AIM — Can you output every one of the items below, line for line, with no changes at all?

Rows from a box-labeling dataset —
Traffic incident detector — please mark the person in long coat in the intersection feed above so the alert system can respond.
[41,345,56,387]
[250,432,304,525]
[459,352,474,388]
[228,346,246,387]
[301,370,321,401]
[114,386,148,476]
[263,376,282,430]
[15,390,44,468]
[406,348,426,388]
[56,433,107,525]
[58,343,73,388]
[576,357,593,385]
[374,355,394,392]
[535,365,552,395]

COMPLETE ANSWER —
Traffic incident detector — please mark the person in long coat in the intersection feed above so the alert system can respond.
[41,345,56,387]
[250,432,304,525]
[459,352,474,388]
[228,346,246,387]
[301,370,321,401]
[114,386,148,476]
[263,376,282,430]
[15,390,44,468]
[406,348,426,388]
[56,433,107,525]
[58,343,73,388]
[576,357,593,385]
[374,355,394,392]
[535,365,552,395]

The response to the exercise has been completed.